**Task instructions**
Count the lines of the data below that contain the string "hand", treating uppercase and lowercase letters as distinct. Reply with the number alone.

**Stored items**
· · ·

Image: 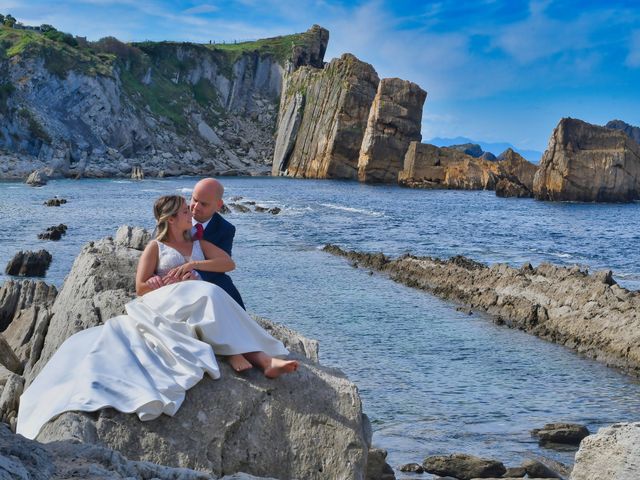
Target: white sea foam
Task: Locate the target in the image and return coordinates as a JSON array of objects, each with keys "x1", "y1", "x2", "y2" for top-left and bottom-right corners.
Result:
[{"x1": 320, "y1": 203, "x2": 384, "y2": 217}]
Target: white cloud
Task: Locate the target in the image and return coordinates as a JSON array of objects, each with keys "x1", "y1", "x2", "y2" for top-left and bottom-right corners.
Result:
[
  {"x1": 182, "y1": 3, "x2": 219, "y2": 15},
  {"x1": 625, "y1": 30, "x2": 640, "y2": 68}
]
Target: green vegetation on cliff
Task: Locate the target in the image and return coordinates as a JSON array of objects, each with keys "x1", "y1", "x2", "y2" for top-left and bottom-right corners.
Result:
[
  {"x1": 0, "y1": 26, "x2": 112, "y2": 78},
  {"x1": 207, "y1": 33, "x2": 310, "y2": 66}
]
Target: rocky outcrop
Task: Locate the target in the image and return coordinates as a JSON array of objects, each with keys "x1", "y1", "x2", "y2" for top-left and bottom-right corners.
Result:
[
  {"x1": 38, "y1": 223, "x2": 67, "y2": 241},
  {"x1": 531, "y1": 423, "x2": 589, "y2": 445},
  {"x1": 0, "y1": 26, "x2": 328, "y2": 179},
  {"x1": 571, "y1": 422, "x2": 640, "y2": 480},
  {"x1": 0, "y1": 424, "x2": 278, "y2": 480},
  {"x1": 605, "y1": 120, "x2": 640, "y2": 144},
  {"x1": 533, "y1": 118, "x2": 640, "y2": 202},
  {"x1": 358, "y1": 78, "x2": 427, "y2": 183},
  {"x1": 398, "y1": 142, "x2": 536, "y2": 197},
  {"x1": 5, "y1": 250, "x2": 52, "y2": 277},
  {"x1": 271, "y1": 54, "x2": 379, "y2": 179},
  {"x1": 325, "y1": 246, "x2": 640, "y2": 375},
  {"x1": 9, "y1": 227, "x2": 371, "y2": 479},
  {"x1": 422, "y1": 453, "x2": 507, "y2": 480}
]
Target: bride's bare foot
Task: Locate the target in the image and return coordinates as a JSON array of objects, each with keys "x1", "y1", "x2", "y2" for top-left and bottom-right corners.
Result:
[
  {"x1": 264, "y1": 358, "x2": 298, "y2": 378},
  {"x1": 227, "y1": 355, "x2": 253, "y2": 373}
]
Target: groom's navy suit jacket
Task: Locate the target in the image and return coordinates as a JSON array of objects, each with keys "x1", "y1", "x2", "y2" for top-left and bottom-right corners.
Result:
[{"x1": 198, "y1": 213, "x2": 246, "y2": 310}]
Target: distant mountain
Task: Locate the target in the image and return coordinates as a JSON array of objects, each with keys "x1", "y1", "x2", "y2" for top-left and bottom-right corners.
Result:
[{"x1": 423, "y1": 137, "x2": 542, "y2": 163}]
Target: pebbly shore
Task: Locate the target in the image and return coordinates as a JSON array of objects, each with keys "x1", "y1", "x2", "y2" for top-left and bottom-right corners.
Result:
[{"x1": 324, "y1": 245, "x2": 640, "y2": 376}]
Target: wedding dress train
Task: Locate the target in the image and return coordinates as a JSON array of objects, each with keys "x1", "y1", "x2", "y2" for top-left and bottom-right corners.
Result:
[{"x1": 17, "y1": 281, "x2": 289, "y2": 439}]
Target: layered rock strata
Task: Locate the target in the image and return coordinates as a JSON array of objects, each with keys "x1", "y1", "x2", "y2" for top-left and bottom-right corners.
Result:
[
  {"x1": 0, "y1": 227, "x2": 371, "y2": 479},
  {"x1": 0, "y1": 25, "x2": 328, "y2": 178},
  {"x1": 325, "y1": 246, "x2": 640, "y2": 375},
  {"x1": 358, "y1": 78, "x2": 427, "y2": 183},
  {"x1": 571, "y1": 422, "x2": 640, "y2": 480},
  {"x1": 271, "y1": 54, "x2": 379, "y2": 179},
  {"x1": 0, "y1": 424, "x2": 273, "y2": 480},
  {"x1": 533, "y1": 118, "x2": 640, "y2": 202}
]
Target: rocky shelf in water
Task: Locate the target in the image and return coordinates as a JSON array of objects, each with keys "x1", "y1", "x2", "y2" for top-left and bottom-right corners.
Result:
[{"x1": 324, "y1": 245, "x2": 640, "y2": 376}]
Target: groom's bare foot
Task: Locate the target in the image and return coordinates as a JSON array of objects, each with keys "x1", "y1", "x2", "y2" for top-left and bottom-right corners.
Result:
[
  {"x1": 227, "y1": 355, "x2": 253, "y2": 373},
  {"x1": 264, "y1": 358, "x2": 298, "y2": 378}
]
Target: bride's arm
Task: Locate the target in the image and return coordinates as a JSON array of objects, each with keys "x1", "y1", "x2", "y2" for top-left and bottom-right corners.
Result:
[
  {"x1": 136, "y1": 241, "x2": 163, "y2": 295},
  {"x1": 165, "y1": 240, "x2": 236, "y2": 281}
]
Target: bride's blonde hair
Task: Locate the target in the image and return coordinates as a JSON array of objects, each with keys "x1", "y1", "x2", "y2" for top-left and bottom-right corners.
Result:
[{"x1": 153, "y1": 195, "x2": 191, "y2": 242}]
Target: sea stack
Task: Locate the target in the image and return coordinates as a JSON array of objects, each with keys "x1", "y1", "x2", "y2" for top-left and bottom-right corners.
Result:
[{"x1": 533, "y1": 118, "x2": 640, "y2": 202}]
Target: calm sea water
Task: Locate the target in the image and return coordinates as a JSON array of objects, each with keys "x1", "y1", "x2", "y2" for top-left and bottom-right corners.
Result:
[{"x1": 0, "y1": 178, "x2": 640, "y2": 478}]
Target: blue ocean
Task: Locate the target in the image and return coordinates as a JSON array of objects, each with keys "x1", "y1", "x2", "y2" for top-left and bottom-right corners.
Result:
[{"x1": 0, "y1": 177, "x2": 640, "y2": 478}]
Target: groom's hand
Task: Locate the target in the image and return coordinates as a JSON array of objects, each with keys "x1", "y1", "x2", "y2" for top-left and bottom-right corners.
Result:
[{"x1": 144, "y1": 275, "x2": 165, "y2": 290}]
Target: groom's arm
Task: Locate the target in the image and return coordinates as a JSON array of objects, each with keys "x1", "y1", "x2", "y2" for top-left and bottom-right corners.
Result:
[{"x1": 216, "y1": 223, "x2": 236, "y2": 256}]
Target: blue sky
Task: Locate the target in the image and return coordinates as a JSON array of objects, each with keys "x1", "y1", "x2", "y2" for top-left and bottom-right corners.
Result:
[{"x1": 5, "y1": 0, "x2": 640, "y2": 153}]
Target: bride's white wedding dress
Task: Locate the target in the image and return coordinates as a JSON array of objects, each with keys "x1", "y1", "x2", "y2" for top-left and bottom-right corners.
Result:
[{"x1": 17, "y1": 241, "x2": 289, "y2": 439}]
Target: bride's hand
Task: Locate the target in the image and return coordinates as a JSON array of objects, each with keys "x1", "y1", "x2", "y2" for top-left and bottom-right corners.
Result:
[
  {"x1": 144, "y1": 275, "x2": 165, "y2": 290},
  {"x1": 164, "y1": 262, "x2": 193, "y2": 283}
]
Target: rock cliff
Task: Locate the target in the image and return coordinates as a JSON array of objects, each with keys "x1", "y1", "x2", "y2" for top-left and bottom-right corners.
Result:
[
  {"x1": 0, "y1": 227, "x2": 371, "y2": 479},
  {"x1": 271, "y1": 54, "x2": 379, "y2": 179},
  {"x1": 398, "y1": 142, "x2": 536, "y2": 196},
  {"x1": 533, "y1": 118, "x2": 640, "y2": 202},
  {"x1": 605, "y1": 120, "x2": 640, "y2": 143},
  {"x1": 358, "y1": 78, "x2": 427, "y2": 183},
  {"x1": 0, "y1": 26, "x2": 328, "y2": 179},
  {"x1": 571, "y1": 422, "x2": 640, "y2": 480}
]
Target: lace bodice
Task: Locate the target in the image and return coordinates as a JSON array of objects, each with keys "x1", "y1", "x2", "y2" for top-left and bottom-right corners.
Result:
[{"x1": 155, "y1": 240, "x2": 205, "y2": 277}]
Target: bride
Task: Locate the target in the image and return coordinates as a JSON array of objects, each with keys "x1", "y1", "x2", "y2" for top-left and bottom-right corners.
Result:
[{"x1": 17, "y1": 195, "x2": 298, "y2": 439}]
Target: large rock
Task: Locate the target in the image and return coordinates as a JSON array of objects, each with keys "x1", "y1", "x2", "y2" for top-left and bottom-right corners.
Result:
[
  {"x1": 571, "y1": 422, "x2": 640, "y2": 480},
  {"x1": 605, "y1": 120, "x2": 640, "y2": 143},
  {"x1": 0, "y1": 424, "x2": 257, "y2": 480},
  {"x1": 497, "y1": 148, "x2": 538, "y2": 192},
  {"x1": 533, "y1": 118, "x2": 640, "y2": 202},
  {"x1": 531, "y1": 423, "x2": 589, "y2": 445},
  {"x1": 422, "y1": 453, "x2": 507, "y2": 480},
  {"x1": 398, "y1": 142, "x2": 536, "y2": 197},
  {"x1": 358, "y1": 78, "x2": 427, "y2": 183},
  {"x1": 25, "y1": 228, "x2": 370, "y2": 479},
  {"x1": 271, "y1": 54, "x2": 379, "y2": 179},
  {"x1": 5, "y1": 250, "x2": 52, "y2": 277}
]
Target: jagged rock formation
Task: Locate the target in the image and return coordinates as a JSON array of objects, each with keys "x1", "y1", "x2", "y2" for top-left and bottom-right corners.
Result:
[
  {"x1": 398, "y1": 142, "x2": 536, "y2": 196},
  {"x1": 325, "y1": 246, "x2": 640, "y2": 375},
  {"x1": 533, "y1": 118, "x2": 640, "y2": 202},
  {"x1": 605, "y1": 120, "x2": 640, "y2": 143},
  {"x1": 5, "y1": 249, "x2": 52, "y2": 277},
  {"x1": 271, "y1": 54, "x2": 379, "y2": 179},
  {"x1": 447, "y1": 143, "x2": 496, "y2": 161},
  {"x1": 0, "y1": 227, "x2": 371, "y2": 479},
  {"x1": 358, "y1": 78, "x2": 427, "y2": 183},
  {"x1": 571, "y1": 422, "x2": 640, "y2": 480},
  {"x1": 0, "y1": 26, "x2": 328, "y2": 179},
  {"x1": 0, "y1": 424, "x2": 276, "y2": 480}
]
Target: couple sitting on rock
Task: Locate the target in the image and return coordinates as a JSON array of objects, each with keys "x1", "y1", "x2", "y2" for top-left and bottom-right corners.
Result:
[{"x1": 17, "y1": 178, "x2": 298, "y2": 438}]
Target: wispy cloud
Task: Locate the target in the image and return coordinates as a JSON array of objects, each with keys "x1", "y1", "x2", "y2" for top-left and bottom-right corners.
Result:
[
  {"x1": 625, "y1": 30, "x2": 640, "y2": 68},
  {"x1": 182, "y1": 4, "x2": 220, "y2": 15}
]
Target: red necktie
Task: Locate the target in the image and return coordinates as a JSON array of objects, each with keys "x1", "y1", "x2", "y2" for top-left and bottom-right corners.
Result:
[{"x1": 193, "y1": 223, "x2": 204, "y2": 240}]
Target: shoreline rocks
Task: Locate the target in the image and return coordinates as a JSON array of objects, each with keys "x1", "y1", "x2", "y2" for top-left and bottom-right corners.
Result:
[
  {"x1": 571, "y1": 422, "x2": 640, "y2": 480},
  {"x1": 5, "y1": 249, "x2": 52, "y2": 277},
  {"x1": 0, "y1": 226, "x2": 377, "y2": 479},
  {"x1": 324, "y1": 245, "x2": 640, "y2": 376}
]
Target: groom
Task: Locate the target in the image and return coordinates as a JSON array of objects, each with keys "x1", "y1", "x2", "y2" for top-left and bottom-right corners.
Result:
[{"x1": 189, "y1": 178, "x2": 246, "y2": 310}]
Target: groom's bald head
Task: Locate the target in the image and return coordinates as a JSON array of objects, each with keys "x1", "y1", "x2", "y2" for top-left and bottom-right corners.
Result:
[{"x1": 191, "y1": 178, "x2": 224, "y2": 222}]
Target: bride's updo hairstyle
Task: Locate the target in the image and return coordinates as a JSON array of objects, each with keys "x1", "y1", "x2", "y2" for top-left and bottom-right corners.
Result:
[{"x1": 153, "y1": 195, "x2": 187, "y2": 242}]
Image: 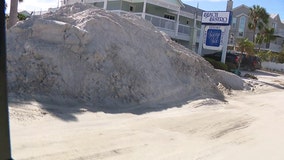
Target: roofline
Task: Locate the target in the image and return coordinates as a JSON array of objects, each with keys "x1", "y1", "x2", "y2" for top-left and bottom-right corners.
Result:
[{"x1": 233, "y1": 4, "x2": 250, "y2": 11}]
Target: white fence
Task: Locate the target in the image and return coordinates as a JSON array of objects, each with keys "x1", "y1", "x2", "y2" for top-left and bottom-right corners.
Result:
[{"x1": 261, "y1": 62, "x2": 284, "y2": 72}]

· · ·

**Reply**
2